§ What you are asked to do
Copy the data below, putting "crop monitoring" wherever "agriculture scouting" appears and changing nothing else.
──────── Data entries
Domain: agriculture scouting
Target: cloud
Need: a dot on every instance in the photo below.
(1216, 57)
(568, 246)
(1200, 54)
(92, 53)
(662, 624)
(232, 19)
────────────────
§ Exercise result
Domain: crop monitoring
Target: cloud
Need: a dot on every instance in the photo below.
(1216, 57)
(568, 246)
(1200, 54)
(92, 53)
(662, 624)
(232, 19)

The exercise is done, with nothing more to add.